-- BEGIN SOURCE RECORDS --
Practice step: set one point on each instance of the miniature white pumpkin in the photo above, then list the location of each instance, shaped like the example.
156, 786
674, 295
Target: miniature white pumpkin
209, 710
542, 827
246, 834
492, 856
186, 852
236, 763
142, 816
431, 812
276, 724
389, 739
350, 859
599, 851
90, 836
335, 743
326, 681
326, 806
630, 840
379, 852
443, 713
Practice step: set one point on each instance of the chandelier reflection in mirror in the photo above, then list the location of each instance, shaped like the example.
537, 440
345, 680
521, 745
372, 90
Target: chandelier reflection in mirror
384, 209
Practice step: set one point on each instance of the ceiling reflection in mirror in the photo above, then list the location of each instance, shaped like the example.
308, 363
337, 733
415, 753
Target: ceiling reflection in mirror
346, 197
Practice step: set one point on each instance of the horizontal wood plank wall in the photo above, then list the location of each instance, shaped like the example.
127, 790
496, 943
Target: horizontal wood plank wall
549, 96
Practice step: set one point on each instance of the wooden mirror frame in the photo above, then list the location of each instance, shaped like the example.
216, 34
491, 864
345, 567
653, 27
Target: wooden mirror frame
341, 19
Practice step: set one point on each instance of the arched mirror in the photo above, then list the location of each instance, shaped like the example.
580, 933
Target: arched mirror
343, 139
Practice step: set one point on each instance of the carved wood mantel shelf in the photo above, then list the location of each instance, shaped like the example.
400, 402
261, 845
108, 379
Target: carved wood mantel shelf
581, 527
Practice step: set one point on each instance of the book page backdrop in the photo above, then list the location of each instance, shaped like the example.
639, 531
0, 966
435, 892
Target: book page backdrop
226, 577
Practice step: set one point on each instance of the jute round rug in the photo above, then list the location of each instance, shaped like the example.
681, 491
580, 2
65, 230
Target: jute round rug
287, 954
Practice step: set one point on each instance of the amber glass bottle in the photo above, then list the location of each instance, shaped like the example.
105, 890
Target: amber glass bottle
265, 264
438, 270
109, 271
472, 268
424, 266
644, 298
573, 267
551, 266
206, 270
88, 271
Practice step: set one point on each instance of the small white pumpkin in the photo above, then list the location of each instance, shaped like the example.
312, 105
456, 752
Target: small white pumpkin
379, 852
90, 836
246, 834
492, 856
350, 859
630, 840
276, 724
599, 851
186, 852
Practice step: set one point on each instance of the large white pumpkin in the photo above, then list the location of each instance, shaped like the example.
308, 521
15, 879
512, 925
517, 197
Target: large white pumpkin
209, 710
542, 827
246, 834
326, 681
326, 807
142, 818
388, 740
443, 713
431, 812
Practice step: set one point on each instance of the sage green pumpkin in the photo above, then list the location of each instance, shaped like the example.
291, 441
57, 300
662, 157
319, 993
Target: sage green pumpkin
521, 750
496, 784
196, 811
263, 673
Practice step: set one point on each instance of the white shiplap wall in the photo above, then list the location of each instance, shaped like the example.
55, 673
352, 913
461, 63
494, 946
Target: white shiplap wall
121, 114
-- END SOURCE RECORDS --
* YOUR OBJECTIVE *
Please copy out each record, character for character.

* EXERCISE ANSWER *
Practice step: set one point on each instance of the miniature white pumpkin in the photo above, then list the location of each instance, shaped like the example.
156, 786
674, 295
Target: miniature white pumpkin
209, 710
542, 827
246, 834
492, 856
186, 852
236, 763
142, 816
431, 812
276, 724
389, 739
350, 859
599, 851
90, 836
335, 743
326, 681
326, 806
630, 840
379, 852
443, 713
Practice step: set one point on each instance of the chandelier reflection in mirror in the photo above, then list the location of each instance, shaped like the example.
537, 440
345, 680
521, 745
372, 90
Target: chandelier reflection in mirror
384, 209
Practice step: set one point on each instance of the ceiling reflection in mirror in the photo above, then list the location of each instance, shaped like the example.
308, 363
337, 733
415, 753
Target: ceiling reflection in mirror
346, 197
Practice step: set one point on each instance of the horizontal wood plank wall in the photo above, then list the location of each instance, shaped like the example.
127, 790
496, 943
Target: horizontal wood plank wall
549, 96
Practice step: set one point on each instance of the wooden mirror frame in the photo above, then list the location of each instance, shaped like the example.
216, 34
491, 864
345, 567
653, 27
Target: wooden mirror frame
341, 19
Practice step: set one point on each instance of the arched mirror in the photo above, then list the location of each instance, shaped like the example.
580, 933
Target: arched mirror
343, 139
Practice step: set one point on each instance of the carved wood mantel shelf in the photo above, then list the location of each instance, shaped like the example.
400, 402
261, 845
108, 379
Target: carved wood mantel shelf
581, 527
Practice step: set one point on each instance of the book page backdrop in the photo above, then list the location of each instance, shaped like the example.
639, 531
0, 966
435, 892
Target: book page backdrop
226, 577
Practice step: set one point on each instance of the jute round rug in the photo above, then list the location of each instance, shaped like the example.
681, 491
580, 2
65, 230
Target: jute round rug
287, 954
Practice step: set one point on each instance of the amber glass bottle in the photo above, then list the location of each instance, shaped like the example.
105, 890
Target: amber glass bottle
265, 264
438, 270
109, 271
472, 268
424, 266
644, 298
573, 267
551, 266
206, 270
88, 271
Practice step: set one point on each instance of the small white pumpkin in the photo above, then list the location of each instance, shaped like the example.
312, 105
456, 752
Target: small white pumpkin
379, 852
90, 836
246, 834
492, 856
350, 859
630, 840
276, 724
599, 851
186, 852
Practice step: set one point on each instance of the large white pumpkin in the photo above, then list the location of each instance, shaped like the example.
308, 521
15, 879
512, 925
517, 197
Target: large white pumpkin
209, 710
542, 827
246, 834
326, 681
326, 807
142, 818
388, 740
443, 713
431, 812
Practice step: set one point on each instance of the sage green pumpkin in the photo above, then list the location of each instance, shaped like the example.
291, 441
57, 300
662, 157
319, 993
Target: sage green pumpkin
521, 750
496, 784
196, 811
263, 673
Practice step: set one point on each instance of the white shiplap wall in the photo above, then list the location of each instance, shaped like the example.
55, 673
352, 913
461, 63
494, 946
Target: white shiplap wall
121, 114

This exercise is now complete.